**PARTS OF THE EXERCISE:**
**a.** Translate this sentence from the article on illiquid assets into Spanish: "Again, the market has evolved and there are buyers that will provide a liquidity solution."
**b.** Extend the article on illiquid assets with a few more sentences, picking up right after its final line.

***** SUPPLIED TEXT

Creating liquidity in an illiquid world

The early 2000s rocked the financial
world with the dot-com bubble, interest rate hikes and of course 9/11 wiping
billions of dollars off net asset values. The resulting recession inspired
Warren Buffet to famously state that “you only find out who is swimming naked
when the tide goes out”. Roll the clock forward 10 years and the tide has
receded again with many investments being exposed in all their glory. 

This recession was of course cradled in
the credit markets which led to unprecedented levels of illiquidity in what
were previously considered liquid asset classes. It resulted in the creation of
some frustrated, opaque and often decentralised market segments. Such
illiquidity has extended to elements of the MBS, ABS, CDO, auction rate notes
and many other asset classes, each of which justify their own article. This
article focuses on opportunities for funds and their investors exposed to
illiquid assets in financial sector bankruptcies such as Madoff, Lehman, Bear
Stearns ABS funds, Sphinx and Refco. However, the solutions are equally
applicable to the numerous suspended fund of funds, residual private equity
portfolios and, indeed, most distressed illiquid asset classes.

It would be remiss to fail point out
that, of course, not all illiquid assets are as a result of distress. Many
illiquid opportunities include exciting (but illiquid) equity in private
companies such as Facebook or LinkedIn as well as public companies that have
restricted stock, employee stock options, warrants, convertible debt and Rule
144 securities. Again, the market has evolved and there are buyers that will
provide a liquidity solution. 

So turning to investors’ exposure to
bankruptcies, there are now a growing number of sophisticated market
participants with an appetite and willingness to acquire this class of
“investment” and their existence and growth has been an important contributor
to unlocking capital, creating liquidity and ultimately a more efficient
market. The estimated market value for bankruptcy claims is often quoted to be
in the region of $500 billion with increasing year on year trade volumes
suggesting a growing asset class. At its heart the market is about exchanging
claims against insolvent debtors be they seeking protection under the US
Bankruptcy Code, UK Insolvency Act or, in the case of offshore funds, under the
relevant company and fund legislation in Cayman, BVI and beyond.

**********
***** PROVIDED DATA

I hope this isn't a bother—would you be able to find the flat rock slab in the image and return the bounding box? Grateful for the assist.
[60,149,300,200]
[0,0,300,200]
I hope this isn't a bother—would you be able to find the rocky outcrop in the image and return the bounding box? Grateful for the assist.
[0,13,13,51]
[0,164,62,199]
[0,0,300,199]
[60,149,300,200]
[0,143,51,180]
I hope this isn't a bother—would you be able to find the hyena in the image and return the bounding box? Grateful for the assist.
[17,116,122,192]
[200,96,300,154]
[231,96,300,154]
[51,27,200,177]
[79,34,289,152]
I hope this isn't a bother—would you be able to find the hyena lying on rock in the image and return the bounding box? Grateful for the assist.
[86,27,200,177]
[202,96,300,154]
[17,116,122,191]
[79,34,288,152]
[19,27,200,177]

**********
***** PROVIDED DATA

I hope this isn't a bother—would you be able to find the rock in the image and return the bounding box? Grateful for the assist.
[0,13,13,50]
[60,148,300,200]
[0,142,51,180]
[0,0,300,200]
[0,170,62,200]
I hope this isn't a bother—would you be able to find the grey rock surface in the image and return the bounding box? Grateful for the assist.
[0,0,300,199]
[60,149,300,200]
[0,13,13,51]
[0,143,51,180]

**********

**ANSWERS FOR THE TASKS:**
**a.** De nuevo, el mercado ha evolucionado y hay compradores que ofrecerán una solución de liquidez.

**b.**
Evidence suggests that the more complex
bankruptcies can last for over a decade to be finally resolved and financial
sector bankruptcies are always complex. Take the creditors of Enron who are
still to this day receiving distributions on their claims that were filed
shortly after the company entered into insolvency proceedings in 2001. Or Lehman,
my former colleague Tony Lomas of PwC in the UK and an administrator of the
Europe assets of Lehman explained to The Telegraph that he expects to be
donning a pipe and slippers in retirement before final resolution of Lehman,
one of the most complex insolvencies of all time and that is expected to take
up to 20 years to fully unravel. 

Of course the collapse of Bernard L
Madoff Investment Securities LLC, of such staggering proportion and complexity
as to give Carlos Ponzi a headache, has already passed its second anniversary
and will likely be another lengthy affair. I will use Madoff as an example to
explore the bankruptcy claims market further. 

Benefits for the seller

The benefits of selling a trade or
bankruptcy claim are numerous and the motivations of sellers can vary broadly. 

  • Liquidity – First and foremost,
    immediate cash is of course the primary objective. A cents on the dollar or
    pennies on the pound price today that reflects the underlying value and risk
    and allows a seller to convert the claim back to cash and utilise the proceeds. 
  • Certainty of timing – A sale provides
    certainty as to timing of recovery and allows a seller to benefit from the time
    value of money, avoid the long and uncertain wait for the full unravelling of a
    complex estate and avoid the hidden opportunity cost of doing nothing.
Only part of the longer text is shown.